-- START --
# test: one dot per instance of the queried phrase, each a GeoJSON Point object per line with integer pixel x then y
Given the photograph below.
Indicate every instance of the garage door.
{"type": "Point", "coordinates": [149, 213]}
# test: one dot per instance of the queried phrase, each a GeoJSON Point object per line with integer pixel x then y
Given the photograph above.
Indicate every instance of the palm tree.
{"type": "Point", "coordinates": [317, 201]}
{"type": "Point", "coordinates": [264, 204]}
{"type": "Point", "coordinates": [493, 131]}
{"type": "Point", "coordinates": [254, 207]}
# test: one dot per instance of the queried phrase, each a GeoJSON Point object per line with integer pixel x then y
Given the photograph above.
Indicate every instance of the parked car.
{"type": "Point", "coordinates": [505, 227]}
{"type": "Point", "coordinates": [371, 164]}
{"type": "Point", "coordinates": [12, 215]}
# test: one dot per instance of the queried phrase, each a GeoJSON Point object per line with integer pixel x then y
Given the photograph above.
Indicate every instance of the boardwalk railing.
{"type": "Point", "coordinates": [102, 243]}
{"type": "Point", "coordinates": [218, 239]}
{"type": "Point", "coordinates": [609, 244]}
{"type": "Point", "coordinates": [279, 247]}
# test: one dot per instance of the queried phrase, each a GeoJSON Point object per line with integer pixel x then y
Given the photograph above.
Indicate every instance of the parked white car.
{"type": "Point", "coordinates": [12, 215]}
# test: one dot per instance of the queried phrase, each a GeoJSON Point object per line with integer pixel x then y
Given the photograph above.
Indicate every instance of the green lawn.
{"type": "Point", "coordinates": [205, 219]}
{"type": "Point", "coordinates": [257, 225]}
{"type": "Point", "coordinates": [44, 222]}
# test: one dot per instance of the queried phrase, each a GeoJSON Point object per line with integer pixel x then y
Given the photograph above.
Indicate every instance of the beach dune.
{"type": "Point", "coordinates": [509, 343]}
-- END --
* PROBLEM TO WORK ON
Report how many lines in the rows above contain the string "parked", matching case exactly, and give only that number.

* TASK ANSWER
2